TASK PROMPT
Only lines containing "mask" are wanted from the data below. Copy those lines.

RECORDED DATA
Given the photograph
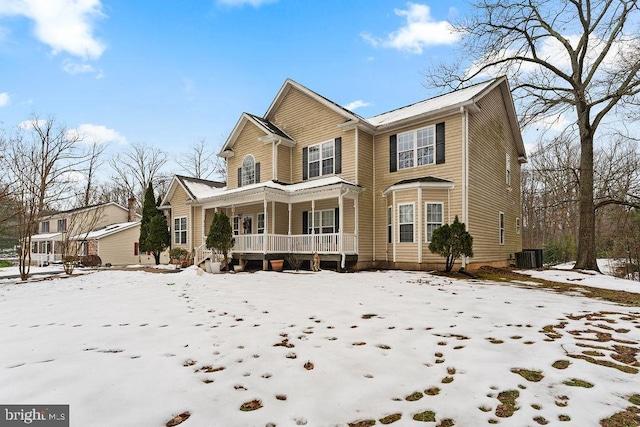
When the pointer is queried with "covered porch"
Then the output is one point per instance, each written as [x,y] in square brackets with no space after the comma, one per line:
[273,220]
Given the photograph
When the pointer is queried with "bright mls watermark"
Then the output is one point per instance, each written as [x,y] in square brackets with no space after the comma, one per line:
[34,415]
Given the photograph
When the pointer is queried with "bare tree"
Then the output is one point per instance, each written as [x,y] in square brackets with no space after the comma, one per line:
[577,57]
[94,161]
[199,161]
[135,168]
[40,162]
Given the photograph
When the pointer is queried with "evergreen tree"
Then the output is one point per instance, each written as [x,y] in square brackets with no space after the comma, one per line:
[149,210]
[220,236]
[158,237]
[452,241]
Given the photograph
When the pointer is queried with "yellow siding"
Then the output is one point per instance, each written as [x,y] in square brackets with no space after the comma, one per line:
[450,170]
[118,248]
[247,143]
[309,122]
[365,201]
[490,139]
[197,227]
[180,208]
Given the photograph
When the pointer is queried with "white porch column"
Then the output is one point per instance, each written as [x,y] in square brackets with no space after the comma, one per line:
[355,223]
[393,224]
[419,219]
[340,222]
[289,229]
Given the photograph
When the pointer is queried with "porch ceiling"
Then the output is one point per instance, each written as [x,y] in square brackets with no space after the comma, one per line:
[319,189]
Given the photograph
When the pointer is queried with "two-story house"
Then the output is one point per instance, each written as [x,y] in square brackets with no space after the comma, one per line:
[108,230]
[311,176]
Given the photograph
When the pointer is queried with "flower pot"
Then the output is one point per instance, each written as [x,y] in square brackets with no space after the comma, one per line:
[276,264]
[215,267]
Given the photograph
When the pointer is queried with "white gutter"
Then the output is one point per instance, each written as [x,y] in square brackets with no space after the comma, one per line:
[465,172]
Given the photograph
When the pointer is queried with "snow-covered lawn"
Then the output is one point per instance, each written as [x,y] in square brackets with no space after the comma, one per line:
[130,348]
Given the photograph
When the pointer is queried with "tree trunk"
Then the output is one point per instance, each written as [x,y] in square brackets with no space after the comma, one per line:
[586,257]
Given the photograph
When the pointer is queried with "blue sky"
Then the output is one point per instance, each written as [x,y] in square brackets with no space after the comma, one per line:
[169,73]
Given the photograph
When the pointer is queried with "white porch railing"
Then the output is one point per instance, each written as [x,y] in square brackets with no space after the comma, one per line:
[301,243]
[284,243]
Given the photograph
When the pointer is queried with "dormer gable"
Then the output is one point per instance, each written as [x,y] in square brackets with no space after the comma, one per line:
[271,134]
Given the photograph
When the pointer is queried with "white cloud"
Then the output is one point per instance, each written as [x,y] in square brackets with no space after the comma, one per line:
[29,124]
[98,133]
[4,99]
[240,3]
[357,104]
[65,25]
[420,31]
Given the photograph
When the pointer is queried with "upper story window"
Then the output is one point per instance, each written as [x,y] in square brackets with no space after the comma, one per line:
[433,218]
[416,148]
[248,170]
[321,159]
[321,222]
[261,223]
[180,231]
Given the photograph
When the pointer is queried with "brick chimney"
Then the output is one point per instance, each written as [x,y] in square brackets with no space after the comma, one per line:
[131,217]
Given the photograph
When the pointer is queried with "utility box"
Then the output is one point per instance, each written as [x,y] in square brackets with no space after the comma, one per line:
[529,258]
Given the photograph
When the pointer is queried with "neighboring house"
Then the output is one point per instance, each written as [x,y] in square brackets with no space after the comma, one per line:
[311,176]
[108,230]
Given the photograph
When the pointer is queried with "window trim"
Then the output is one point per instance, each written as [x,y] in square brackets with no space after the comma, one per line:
[177,238]
[312,226]
[260,217]
[414,147]
[321,158]
[413,222]
[389,224]
[427,222]
[253,172]
[237,220]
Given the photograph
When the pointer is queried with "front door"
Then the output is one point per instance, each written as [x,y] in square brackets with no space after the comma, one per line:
[247,229]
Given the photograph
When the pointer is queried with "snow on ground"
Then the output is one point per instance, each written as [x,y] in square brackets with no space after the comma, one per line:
[562,273]
[130,348]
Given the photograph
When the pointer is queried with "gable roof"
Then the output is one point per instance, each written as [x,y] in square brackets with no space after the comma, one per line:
[453,101]
[82,209]
[427,109]
[291,84]
[271,133]
[195,188]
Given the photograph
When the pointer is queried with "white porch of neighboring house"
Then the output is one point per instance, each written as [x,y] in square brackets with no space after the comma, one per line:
[272,220]
[46,248]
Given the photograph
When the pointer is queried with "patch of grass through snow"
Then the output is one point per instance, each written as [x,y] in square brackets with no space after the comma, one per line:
[575,382]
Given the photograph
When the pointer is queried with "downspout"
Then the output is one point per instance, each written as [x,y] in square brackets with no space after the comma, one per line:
[465,172]
[275,158]
[343,256]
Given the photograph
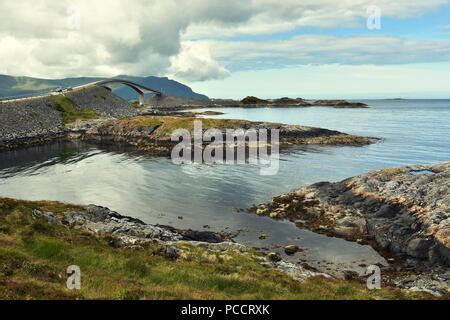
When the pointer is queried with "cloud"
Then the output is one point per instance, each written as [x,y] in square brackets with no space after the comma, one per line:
[313,49]
[194,63]
[50,38]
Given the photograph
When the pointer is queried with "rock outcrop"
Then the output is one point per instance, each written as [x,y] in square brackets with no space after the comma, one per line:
[153,134]
[38,120]
[402,210]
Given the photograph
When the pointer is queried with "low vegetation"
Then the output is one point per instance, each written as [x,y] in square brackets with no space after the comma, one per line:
[167,125]
[34,256]
[69,111]
[253,100]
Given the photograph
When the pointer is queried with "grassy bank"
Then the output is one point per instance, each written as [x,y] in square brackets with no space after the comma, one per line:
[167,125]
[34,256]
[69,111]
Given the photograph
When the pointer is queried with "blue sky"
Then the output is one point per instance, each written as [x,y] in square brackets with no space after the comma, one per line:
[383,77]
[234,48]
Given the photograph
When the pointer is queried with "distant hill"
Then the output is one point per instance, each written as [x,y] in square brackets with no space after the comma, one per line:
[23,86]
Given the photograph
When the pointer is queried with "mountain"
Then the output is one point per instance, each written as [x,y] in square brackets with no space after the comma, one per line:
[24,86]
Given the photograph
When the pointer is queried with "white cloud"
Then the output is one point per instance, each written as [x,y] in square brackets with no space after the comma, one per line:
[194,63]
[312,49]
[50,38]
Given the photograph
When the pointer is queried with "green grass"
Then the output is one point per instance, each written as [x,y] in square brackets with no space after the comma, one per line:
[69,111]
[167,125]
[35,255]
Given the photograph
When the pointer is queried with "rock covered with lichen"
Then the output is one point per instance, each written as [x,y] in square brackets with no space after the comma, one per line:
[403,210]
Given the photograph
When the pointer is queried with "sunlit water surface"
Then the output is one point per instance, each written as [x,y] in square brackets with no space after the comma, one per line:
[205,197]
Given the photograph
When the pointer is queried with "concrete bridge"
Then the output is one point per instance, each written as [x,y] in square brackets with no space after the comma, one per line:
[141,90]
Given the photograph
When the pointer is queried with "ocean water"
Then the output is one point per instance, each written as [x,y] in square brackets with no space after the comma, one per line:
[205,197]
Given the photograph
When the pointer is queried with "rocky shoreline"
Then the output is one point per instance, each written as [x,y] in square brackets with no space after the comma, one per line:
[402,212]
[173,103]
[127,232]
[153,134]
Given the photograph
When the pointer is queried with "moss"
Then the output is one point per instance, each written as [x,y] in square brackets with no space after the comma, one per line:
[69,111]
[33,266]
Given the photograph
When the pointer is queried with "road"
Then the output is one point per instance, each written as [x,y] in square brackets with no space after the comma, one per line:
[49,94]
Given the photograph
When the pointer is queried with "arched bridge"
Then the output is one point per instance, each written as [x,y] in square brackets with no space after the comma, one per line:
[141,90]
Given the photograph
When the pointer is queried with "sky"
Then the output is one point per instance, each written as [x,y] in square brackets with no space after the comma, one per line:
[231,49]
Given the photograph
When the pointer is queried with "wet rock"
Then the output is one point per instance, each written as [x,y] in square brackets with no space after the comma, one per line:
[419,247]
[48,216]
[405,210]
[274,257]
[350,275]
[291,249]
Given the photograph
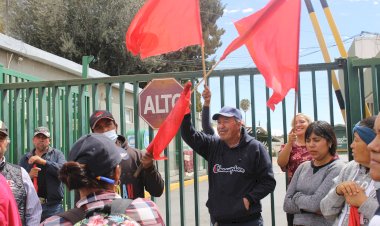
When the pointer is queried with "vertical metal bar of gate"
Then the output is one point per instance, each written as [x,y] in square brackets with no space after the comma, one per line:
[221,85]
[314,95]
[269,140]
[95,99]
[16,133]
[195,162]
[122,108]
[30,112]
[362,95]
[82,117]
[375,89]
[299,94]
[68,133]
[237,94]
[253,108]
[350,80]
[179,149]
[42,106]
[109,97]
[56,118]
[331,103]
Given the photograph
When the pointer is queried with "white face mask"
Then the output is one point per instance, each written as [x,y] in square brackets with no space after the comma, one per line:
[111,134]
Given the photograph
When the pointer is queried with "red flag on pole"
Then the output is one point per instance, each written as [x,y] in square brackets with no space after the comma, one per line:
[163,26]
[170,126]
[271,36]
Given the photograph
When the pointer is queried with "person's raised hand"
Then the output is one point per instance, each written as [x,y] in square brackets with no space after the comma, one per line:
[147,160]
[206,94]
[292,137]
[348,188]
[34,172]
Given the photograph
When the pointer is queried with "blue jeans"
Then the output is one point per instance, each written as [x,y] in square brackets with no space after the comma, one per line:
[49,210]
[255,222]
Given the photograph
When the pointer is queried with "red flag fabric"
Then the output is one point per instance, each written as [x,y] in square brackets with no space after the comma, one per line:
[271,36]
[354,218]
[163,26]
[170,126]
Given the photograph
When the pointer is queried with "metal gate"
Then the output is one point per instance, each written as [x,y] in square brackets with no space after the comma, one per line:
[65,106]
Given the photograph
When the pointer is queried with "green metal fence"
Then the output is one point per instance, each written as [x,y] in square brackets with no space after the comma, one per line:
[65,106]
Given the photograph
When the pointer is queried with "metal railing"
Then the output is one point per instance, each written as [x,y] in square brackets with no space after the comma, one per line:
[65,106]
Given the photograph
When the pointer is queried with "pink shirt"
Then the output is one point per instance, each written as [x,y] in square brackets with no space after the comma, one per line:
[298,155]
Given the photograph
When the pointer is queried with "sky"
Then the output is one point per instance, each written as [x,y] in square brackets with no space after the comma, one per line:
[352,17]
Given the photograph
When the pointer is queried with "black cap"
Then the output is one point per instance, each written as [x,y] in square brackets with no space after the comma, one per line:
[3,128]
[99,114]
[42,130]
[98,152]
[228,112]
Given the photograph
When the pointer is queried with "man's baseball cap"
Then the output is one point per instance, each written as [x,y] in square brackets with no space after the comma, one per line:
[97,152]
[228,112]
[42,130]
[100,114]
[3,128]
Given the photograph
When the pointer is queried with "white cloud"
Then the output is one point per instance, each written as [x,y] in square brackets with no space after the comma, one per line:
[247,10]
[230,11]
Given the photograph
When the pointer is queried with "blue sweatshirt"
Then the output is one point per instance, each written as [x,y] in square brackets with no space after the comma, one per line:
[234,173]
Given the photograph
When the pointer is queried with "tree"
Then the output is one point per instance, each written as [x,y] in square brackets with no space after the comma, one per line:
[72,28]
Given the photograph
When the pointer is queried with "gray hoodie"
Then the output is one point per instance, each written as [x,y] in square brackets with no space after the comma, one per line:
[306,190]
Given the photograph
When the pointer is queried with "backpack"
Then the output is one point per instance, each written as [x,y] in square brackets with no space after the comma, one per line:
[118,206]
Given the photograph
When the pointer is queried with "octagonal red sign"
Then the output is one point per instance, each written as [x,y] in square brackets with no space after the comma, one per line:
[157,99]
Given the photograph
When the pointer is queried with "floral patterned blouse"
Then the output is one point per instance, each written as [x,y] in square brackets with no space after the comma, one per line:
[140,212]
[298,155]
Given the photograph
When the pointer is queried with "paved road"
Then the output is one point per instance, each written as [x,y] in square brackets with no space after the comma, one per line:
[279,194]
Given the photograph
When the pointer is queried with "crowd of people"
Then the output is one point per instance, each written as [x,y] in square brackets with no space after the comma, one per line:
[321,188]
[100,169]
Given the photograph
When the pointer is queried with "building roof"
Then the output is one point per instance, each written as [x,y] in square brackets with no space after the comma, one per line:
[16,46]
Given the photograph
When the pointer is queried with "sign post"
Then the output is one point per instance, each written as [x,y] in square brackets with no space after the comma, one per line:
[157,99]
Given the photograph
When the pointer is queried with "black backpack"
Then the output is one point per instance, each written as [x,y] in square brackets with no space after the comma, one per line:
[118,206]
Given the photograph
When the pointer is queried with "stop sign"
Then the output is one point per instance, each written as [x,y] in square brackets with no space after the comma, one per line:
[157,99]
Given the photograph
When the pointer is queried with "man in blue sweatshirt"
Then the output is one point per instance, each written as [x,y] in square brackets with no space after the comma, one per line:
[240,170]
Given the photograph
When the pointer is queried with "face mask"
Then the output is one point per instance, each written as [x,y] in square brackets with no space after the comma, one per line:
[111,134]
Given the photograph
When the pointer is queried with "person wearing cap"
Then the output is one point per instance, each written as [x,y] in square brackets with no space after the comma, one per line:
[374,168]
[102,121]
[93,169]
[240,171]
[43,163]
[354,186]
[20,183]
[9,214]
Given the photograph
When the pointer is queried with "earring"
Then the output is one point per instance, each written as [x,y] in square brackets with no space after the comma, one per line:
[117,187]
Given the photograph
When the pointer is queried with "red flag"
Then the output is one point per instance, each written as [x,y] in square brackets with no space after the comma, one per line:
[163,26]
[354,218]
[271,36]
[170,126]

TASK OUTPUT
When the pointer is queried with "white face mask"
When the pointer is queried with "face mask"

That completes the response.